* Begin DATA FOR THIS EXERCISE *

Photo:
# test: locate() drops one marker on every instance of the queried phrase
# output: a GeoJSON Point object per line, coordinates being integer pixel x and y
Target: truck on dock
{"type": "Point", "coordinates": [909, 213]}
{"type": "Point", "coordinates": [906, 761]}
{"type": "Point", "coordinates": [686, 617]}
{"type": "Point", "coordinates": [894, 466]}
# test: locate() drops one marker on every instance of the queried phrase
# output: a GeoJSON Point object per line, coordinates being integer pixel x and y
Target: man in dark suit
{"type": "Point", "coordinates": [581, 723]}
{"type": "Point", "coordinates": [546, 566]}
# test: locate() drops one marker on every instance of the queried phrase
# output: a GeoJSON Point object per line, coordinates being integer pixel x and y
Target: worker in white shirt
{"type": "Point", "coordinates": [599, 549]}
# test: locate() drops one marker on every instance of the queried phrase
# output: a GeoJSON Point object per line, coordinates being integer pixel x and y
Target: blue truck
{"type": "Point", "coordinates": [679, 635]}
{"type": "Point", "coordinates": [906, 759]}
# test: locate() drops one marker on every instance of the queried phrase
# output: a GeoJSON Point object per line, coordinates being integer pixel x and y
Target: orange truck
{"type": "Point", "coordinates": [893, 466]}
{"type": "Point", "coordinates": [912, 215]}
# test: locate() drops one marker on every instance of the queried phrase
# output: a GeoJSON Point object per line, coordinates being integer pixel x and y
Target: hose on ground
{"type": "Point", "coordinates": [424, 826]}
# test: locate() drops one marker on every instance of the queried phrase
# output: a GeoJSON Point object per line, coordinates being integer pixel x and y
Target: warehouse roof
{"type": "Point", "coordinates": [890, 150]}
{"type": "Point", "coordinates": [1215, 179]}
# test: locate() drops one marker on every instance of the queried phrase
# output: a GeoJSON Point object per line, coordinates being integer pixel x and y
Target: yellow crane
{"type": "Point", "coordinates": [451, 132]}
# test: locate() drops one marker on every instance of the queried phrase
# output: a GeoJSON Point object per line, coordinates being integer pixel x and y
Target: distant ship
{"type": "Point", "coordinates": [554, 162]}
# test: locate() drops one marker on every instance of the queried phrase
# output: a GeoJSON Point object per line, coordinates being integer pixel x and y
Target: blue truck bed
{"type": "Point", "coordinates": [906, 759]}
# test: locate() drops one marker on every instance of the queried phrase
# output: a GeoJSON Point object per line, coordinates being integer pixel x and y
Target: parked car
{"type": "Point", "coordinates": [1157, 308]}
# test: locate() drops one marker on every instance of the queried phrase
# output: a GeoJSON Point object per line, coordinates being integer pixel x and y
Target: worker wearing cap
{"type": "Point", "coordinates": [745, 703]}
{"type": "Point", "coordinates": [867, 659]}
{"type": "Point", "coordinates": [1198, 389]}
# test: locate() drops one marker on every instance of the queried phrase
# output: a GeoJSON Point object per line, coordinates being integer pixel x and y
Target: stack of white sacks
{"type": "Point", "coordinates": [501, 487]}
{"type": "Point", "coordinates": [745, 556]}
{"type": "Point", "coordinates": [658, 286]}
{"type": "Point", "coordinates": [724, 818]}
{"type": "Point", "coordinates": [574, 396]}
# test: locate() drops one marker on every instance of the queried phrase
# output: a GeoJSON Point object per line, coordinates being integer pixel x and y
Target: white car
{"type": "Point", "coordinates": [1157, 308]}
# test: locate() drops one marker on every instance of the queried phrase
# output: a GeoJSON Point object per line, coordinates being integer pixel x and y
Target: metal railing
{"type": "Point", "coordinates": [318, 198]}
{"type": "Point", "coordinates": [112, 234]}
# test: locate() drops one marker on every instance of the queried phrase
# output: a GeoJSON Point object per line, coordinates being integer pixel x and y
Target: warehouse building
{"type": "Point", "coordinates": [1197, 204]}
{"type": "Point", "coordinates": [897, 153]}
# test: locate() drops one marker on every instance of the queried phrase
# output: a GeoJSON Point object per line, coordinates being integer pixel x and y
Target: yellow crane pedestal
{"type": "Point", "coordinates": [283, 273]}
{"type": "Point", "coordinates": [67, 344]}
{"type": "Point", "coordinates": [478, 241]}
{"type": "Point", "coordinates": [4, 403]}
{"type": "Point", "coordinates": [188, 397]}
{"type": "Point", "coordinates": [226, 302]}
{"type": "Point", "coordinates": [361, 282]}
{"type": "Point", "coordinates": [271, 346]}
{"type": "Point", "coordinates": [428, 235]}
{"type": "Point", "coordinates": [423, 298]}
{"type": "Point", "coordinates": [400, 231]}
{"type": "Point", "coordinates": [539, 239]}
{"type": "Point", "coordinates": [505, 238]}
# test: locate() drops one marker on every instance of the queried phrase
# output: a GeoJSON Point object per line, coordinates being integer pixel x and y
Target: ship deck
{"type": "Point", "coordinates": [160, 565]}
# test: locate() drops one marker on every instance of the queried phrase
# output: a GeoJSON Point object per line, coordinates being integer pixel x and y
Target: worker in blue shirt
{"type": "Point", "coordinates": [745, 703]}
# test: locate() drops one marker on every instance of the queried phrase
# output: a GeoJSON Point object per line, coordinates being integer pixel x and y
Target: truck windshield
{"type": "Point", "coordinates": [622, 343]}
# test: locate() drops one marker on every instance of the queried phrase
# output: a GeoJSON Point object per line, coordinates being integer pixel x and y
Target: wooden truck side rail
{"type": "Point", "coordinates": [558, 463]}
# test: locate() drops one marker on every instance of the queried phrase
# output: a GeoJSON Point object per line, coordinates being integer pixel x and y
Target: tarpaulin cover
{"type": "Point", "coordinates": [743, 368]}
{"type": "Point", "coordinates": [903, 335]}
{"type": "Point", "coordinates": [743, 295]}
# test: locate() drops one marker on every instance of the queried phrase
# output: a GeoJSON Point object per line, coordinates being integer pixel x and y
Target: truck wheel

* End DATA FOR THIS EXERCISE *

__DIRECTIONS__
Which lines in the data above contain the word "warehouse", counting only matches with the same case? Copy every one of them.

__COMPLETE RESPONSE__
Target: warehouse roof
Target: warehouse building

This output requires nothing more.